>>

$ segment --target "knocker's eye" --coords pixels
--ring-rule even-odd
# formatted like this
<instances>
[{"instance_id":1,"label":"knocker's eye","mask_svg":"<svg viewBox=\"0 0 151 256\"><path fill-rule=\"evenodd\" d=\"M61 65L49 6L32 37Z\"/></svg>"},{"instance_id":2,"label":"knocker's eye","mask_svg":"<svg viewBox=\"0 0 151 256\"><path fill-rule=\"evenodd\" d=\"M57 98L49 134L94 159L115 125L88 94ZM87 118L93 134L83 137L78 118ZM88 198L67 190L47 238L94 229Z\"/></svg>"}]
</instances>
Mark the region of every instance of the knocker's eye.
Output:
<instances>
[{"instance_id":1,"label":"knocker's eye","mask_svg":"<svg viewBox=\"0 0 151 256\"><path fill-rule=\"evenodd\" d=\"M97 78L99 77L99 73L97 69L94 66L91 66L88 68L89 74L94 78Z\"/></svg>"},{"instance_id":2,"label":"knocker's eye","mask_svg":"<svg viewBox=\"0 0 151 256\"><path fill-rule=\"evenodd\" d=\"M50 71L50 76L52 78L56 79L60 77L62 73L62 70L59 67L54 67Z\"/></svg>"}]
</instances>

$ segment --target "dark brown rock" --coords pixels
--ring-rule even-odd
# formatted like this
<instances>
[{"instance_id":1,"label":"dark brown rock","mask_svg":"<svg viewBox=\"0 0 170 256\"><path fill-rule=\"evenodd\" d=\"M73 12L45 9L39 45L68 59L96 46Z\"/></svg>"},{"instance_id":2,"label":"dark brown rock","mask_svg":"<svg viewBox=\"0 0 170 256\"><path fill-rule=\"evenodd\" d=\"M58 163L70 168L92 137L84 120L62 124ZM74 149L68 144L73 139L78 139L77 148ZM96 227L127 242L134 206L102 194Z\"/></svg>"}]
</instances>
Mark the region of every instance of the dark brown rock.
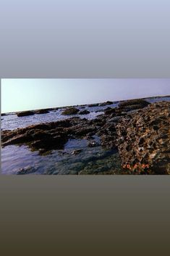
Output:
<instances>
[{"instance_id":1,"label":"dark brown rock","mask_svg":"<svg viewBox=\"0 0 170 256\"><path fill-rule=\"evenodd\" d=\"M35 112L33 111L23 111L17 113L18 117L26 117L27 115L33 115Z\"/></svg>"},{"instance_id":2,"label":"dark brown rock","mask_svg":"<svg viewBox=\"0 0 170 256\"><path fill-rule=\"evenodd\" d=\"M90 111L88 111L88 110L83 110L83 111L80 111L80 112L79 112L79 115L88 115L88 114L89 114L90 113Z\"/></svg>"},{"instance_id":3,"label":"dark brown rock","mask_svg":"<svg viewBox=\"0 0 170 256\"><path fill-rule=\"evenodd\" d=\"M99 107L104 107L104 106L107 106L107 105L111 105L113 104L113 102L103 102L103 103L100 103L99 104Z\"/></svg>"},{"instance_id":4,"label":"dark brown rock","mask_svg":"<svg viewBox=\"0 0 170 256\"><path fill-rule=\"evenodd\" d=\"M69 107L64 110L61 113L61 115L76 115L79 112L79 110L77 110L75 107Z\"/></svg>"},{"instance_id":5,"label":"dark brown rock","mask_svg":"<svg viewBox=\"0 0 170 256\"><path fill-rule=\"evenodd\" d=\"M95 104L90 104L88 105L89 107L98 107L99 103L95 103Z\"/></svg>"},{"instance_id":6,"label":"dark brown rock","mask_svg":"<svg viewBox=\"0 0 170 256\"><path fill-rule=\"evenodd\" d=\"M150 104L116 125L122 165L135 174L170 173L170 103Z\"/></svg>"}]
</instances>

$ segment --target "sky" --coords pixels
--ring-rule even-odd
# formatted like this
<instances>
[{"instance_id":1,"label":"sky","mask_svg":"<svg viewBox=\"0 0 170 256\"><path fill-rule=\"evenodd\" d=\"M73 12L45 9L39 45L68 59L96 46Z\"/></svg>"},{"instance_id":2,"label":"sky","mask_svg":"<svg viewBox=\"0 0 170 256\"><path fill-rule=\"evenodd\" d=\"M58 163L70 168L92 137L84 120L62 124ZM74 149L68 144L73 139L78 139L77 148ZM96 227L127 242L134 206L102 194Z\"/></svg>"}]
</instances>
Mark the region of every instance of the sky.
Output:
<instances>
[{"instance_id":1,"label":"sky","mask_svg":"<svg viewBox=\"0 0 170 256\"><path fill-rule=\"evenodd\" d=\"M1 79L1 112L170 95L170 79Z\"/></svg>"}]
</instances>

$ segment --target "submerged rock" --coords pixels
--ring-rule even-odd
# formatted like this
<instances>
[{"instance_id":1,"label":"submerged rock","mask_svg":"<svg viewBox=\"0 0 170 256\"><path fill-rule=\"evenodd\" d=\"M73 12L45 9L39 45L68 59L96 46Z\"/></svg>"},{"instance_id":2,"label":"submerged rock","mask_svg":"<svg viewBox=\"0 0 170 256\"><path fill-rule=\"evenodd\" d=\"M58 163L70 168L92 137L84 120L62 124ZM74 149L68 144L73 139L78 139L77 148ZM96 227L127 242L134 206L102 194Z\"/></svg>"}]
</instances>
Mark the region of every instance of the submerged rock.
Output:
<instances>
[{"instance_id":1,"label":"submerged rock","mask_svg":"<svg viewBox=\"0 0 170 256\"><path fill-rule=\"evenodd\" d=\"M90 104L88 105L88 107L98 107L99 103L95 103L95 104Z\"/></svg>"},{"instance_id":2,"label":"submerged rock","mask_svg":"<svg viewBox=\"0 0 170 256\"><path fill-rule=\"evenodd\" d=\"M79 110L77 110L75 107L69 107L68 109L66 109L61 112L61 115L76 115L79 112Z\"/></svg>"},{"instance_id":3,"label":"submerged rock","mask_svg":"<svg viewBox=\"0 0 170 256\"><path fill-rule=\"evenodd\" d=\"M99 104L99 107L105 107L105 106L107 106L107 105L111 105L113 104L113 102L103 102L103 103L100 103Z\"/></svg>"},{"instance_id":4,"label":"submerged rock","mask_svg":"<svg viewBox=\"0 0 170 256\"><path fill-rule=\"evenodd\" d=\"M47 114L49 112L48 110L34 110L35 114L41 115L41 114Z\"/></svg>"},{"instance_id":5,"label":"submerged rock","mask_svg":"<svg viewBox=\"0 0 170 256\"><path fill-rule=\"evenodd\" d=\"M23 111L17 113L18 117L26 117L27 115L33 115L35 112L33 111Z\"/></svg>"}]
</instances>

<<

What is asked: Extract each line in the items above that contains the string "target".

Full output:
$ segment --target "knocker's eye" --coords pixels
$ segment --target "dark brown rock" --coords pixels
$ segment --target "sky" --coords pixels
$ segment --target "submerged rock" --coords pixels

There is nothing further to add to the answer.